**EXERCISE:** Look for the word "below". Copy every line of the listing where it occurs.

☆ ☆ ☆

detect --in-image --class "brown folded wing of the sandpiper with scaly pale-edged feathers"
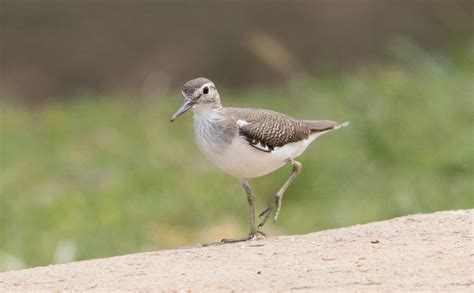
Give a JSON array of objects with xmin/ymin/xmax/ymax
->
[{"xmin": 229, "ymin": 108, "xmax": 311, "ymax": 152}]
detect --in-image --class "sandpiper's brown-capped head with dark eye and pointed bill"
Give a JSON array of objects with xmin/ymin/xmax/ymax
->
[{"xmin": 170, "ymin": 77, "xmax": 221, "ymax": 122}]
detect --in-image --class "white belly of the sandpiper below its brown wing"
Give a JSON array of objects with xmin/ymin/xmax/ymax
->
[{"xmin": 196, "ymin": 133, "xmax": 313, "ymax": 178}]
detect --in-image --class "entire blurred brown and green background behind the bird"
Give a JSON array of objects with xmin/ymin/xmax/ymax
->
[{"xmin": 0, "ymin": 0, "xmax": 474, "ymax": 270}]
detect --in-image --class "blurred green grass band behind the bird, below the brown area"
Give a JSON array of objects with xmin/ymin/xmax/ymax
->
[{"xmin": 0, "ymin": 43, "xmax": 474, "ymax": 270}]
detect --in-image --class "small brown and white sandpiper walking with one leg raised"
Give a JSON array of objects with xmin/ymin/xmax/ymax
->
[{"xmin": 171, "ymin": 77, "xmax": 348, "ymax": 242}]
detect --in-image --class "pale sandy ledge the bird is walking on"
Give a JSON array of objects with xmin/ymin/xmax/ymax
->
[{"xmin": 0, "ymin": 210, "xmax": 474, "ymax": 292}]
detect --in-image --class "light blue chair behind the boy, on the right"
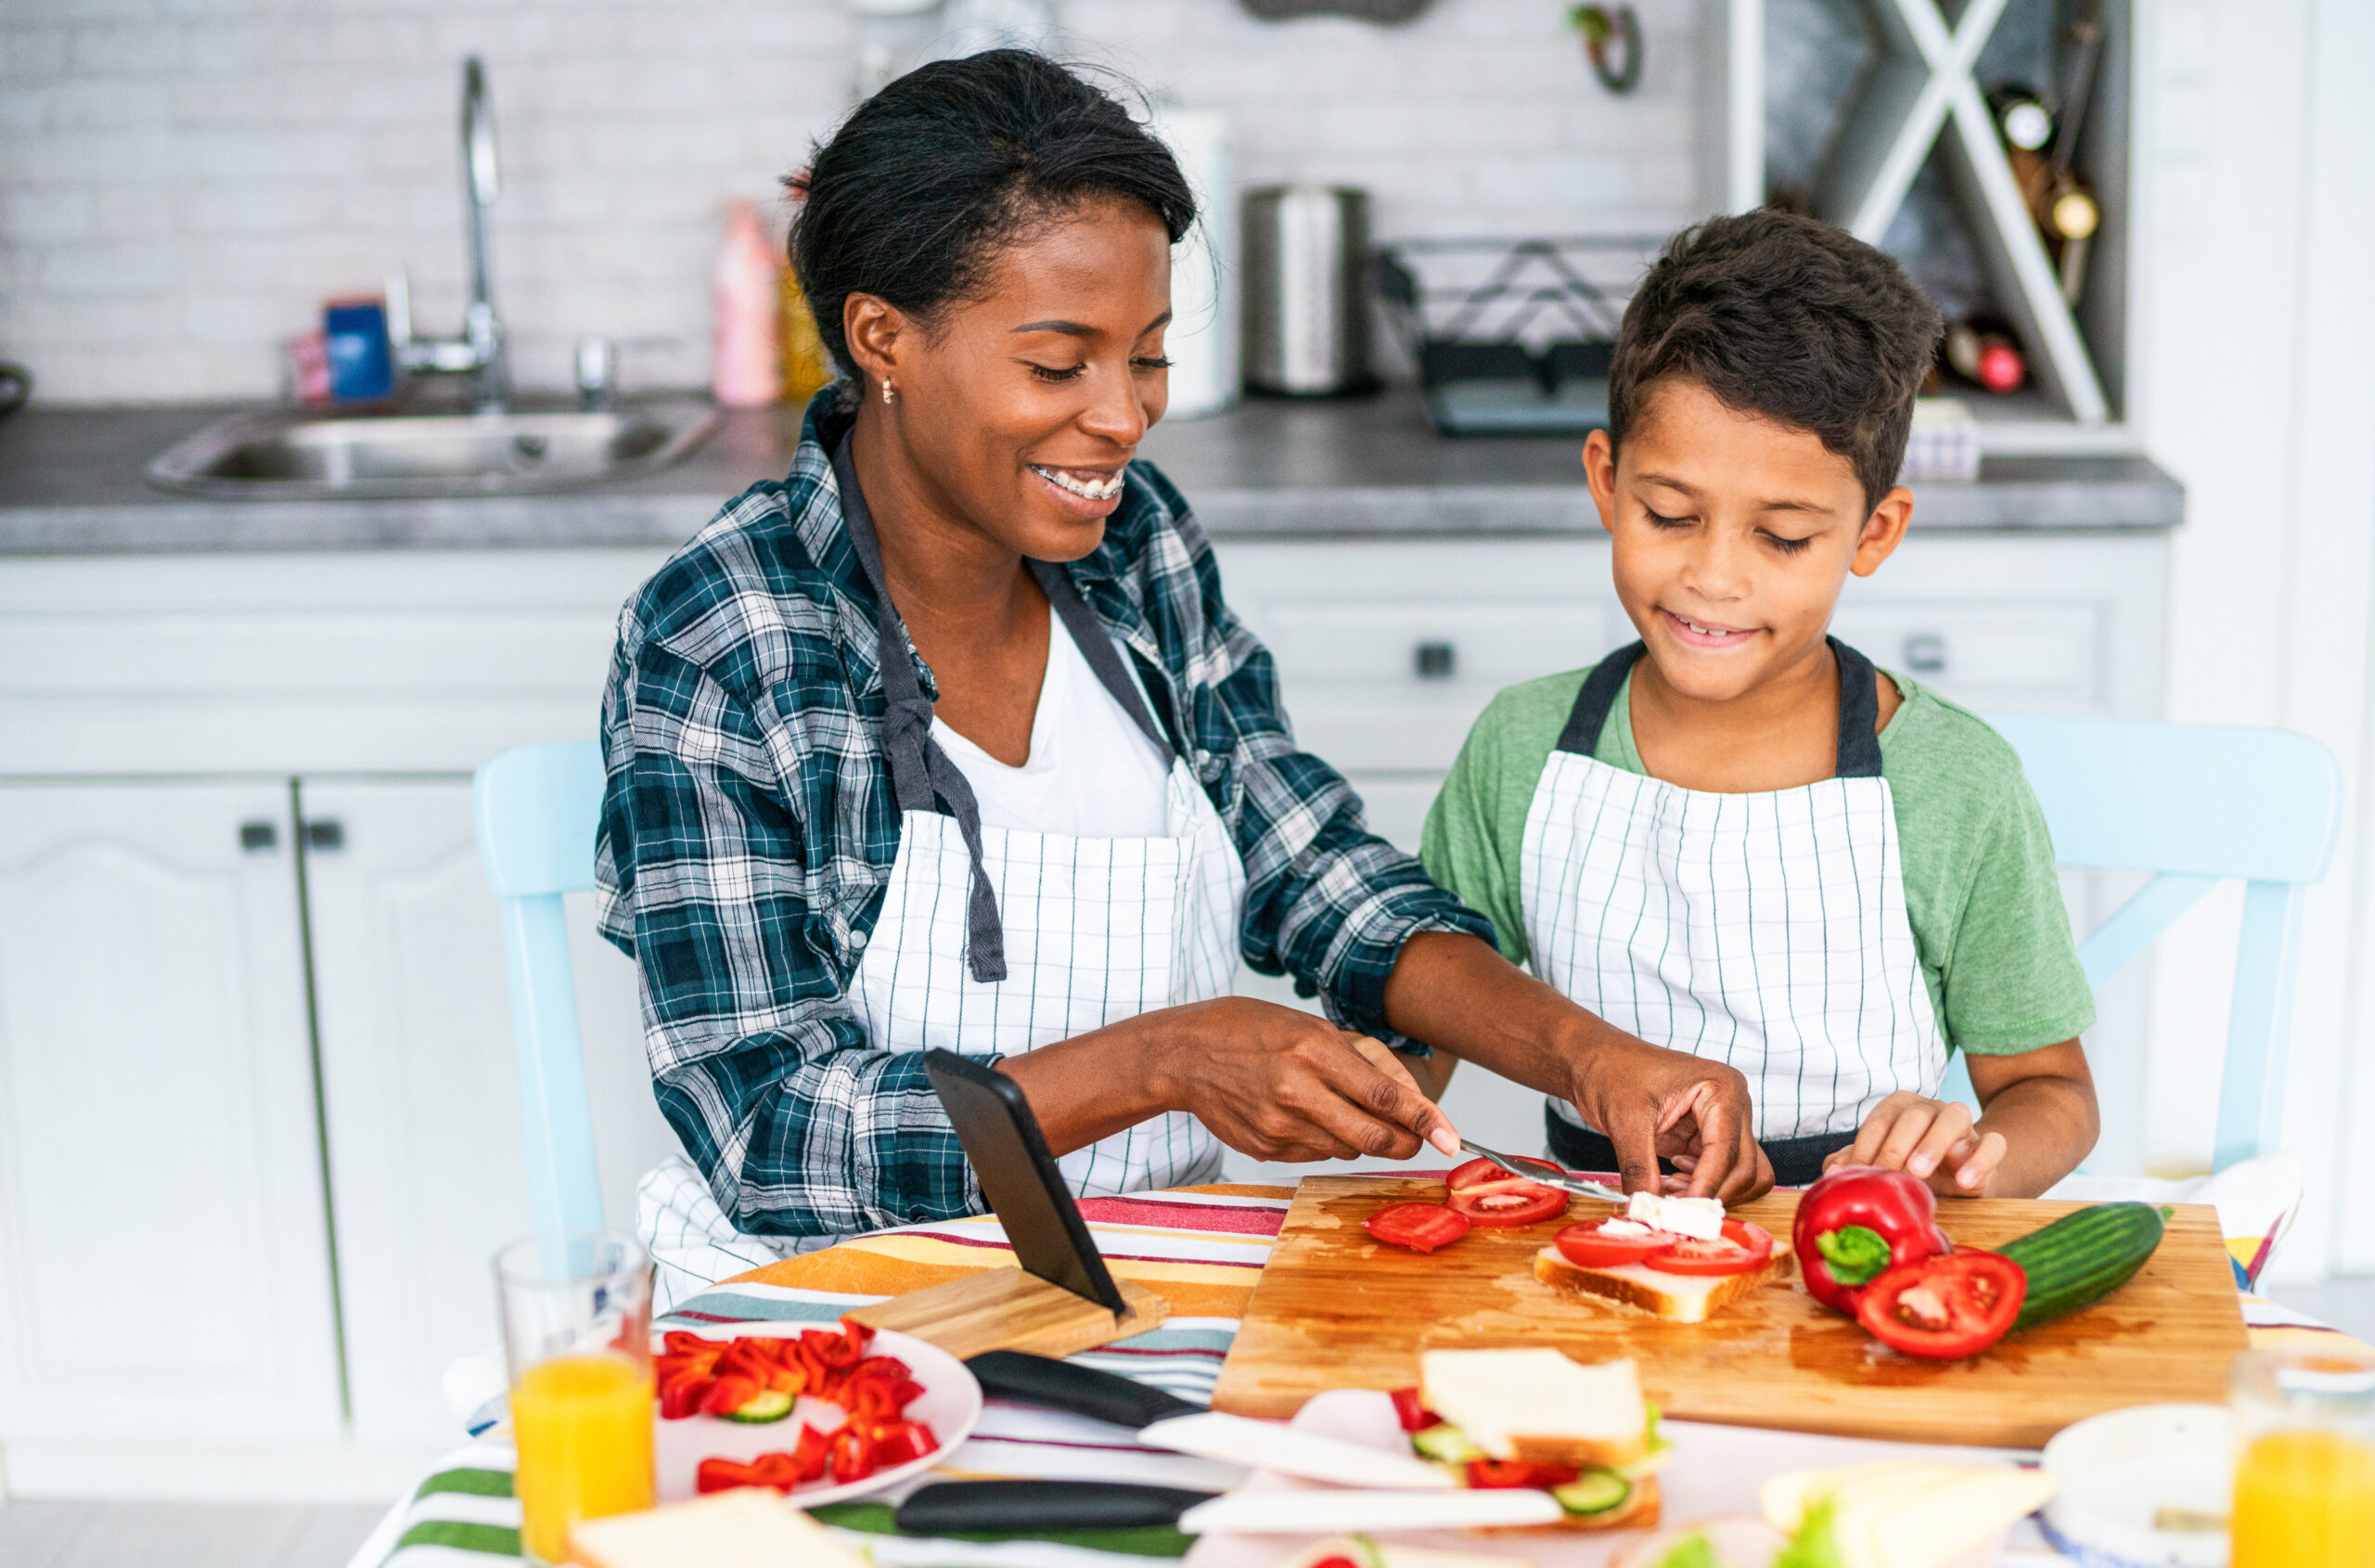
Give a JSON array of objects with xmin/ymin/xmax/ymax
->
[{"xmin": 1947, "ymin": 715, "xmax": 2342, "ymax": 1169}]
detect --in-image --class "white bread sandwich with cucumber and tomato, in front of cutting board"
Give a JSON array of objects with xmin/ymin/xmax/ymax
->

☆ ☆ ☆

**EXERCISE SOLUTION:**
detect --in-image --class "white belly of the sandpiper below its brown wing"
detect --in-image --class "blurred green grass band behind the bird, below the brown area"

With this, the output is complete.